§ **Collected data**
★ ★ ★ ★ ★

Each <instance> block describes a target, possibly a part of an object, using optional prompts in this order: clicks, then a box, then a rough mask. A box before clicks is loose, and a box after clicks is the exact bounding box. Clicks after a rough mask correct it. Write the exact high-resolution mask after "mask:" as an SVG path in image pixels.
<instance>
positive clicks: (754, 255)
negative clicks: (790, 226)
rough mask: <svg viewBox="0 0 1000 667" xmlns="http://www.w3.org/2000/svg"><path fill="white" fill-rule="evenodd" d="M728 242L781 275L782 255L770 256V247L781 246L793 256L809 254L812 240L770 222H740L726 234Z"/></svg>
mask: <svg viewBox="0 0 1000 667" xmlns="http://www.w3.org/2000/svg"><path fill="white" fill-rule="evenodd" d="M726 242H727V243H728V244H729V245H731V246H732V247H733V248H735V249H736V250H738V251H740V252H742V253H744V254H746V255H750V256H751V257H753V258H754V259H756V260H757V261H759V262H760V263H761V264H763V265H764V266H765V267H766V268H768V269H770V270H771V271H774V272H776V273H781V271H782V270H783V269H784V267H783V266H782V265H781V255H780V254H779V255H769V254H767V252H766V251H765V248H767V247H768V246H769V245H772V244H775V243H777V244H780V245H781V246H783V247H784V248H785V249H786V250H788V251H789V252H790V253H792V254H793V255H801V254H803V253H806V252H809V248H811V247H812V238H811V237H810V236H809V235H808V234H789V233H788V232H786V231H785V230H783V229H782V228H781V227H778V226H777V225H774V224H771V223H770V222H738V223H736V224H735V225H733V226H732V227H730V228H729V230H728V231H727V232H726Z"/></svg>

★ ★ ★ ★ ★

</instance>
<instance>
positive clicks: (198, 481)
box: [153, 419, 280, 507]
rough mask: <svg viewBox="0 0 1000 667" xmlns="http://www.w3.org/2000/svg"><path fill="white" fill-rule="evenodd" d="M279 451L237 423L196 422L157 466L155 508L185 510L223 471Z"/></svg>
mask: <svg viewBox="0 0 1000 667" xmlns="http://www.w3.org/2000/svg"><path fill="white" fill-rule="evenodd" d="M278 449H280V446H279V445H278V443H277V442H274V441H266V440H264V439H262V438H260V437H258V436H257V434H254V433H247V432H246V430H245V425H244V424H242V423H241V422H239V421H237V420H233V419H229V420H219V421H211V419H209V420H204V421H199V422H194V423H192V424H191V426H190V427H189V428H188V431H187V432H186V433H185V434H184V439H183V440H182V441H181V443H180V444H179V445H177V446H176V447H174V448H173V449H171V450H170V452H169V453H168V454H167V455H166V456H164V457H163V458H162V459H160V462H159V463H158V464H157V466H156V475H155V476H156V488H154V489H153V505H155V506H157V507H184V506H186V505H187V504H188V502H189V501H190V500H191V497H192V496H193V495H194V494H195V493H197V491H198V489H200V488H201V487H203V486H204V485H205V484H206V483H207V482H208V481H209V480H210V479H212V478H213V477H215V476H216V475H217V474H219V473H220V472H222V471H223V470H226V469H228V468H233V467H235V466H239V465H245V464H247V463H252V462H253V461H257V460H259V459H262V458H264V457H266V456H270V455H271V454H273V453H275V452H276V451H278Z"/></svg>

★ ★ ★ ★ ★

§ **ABOUT THIS TASK**
Put the part of the data that opens with the line containing "Each <instance> block" and closes with the line containing "negative clicks: (790, 226)" into a Markdown table with the columns Row and Line, numbering each row and leaving out blank lines.

§ **TASK RESULT**
| Row | Line |
|---|---|
| 1 | Each <instance> block describes a target, possibly a part of an object, using optional prompts in this order: clicks, then a box, then a rough mask. A box before clicks is loose, and a box after clicks is the exact bounding box. Clicks after a rough mask correct it. Write the exact high-resolution mask after "mask:" as an SVG path in image pixels. |
| 2 | <instance> |
| 3 | positive clicks: (754, 255) |
| 4 | negative clicks: (790, 226) |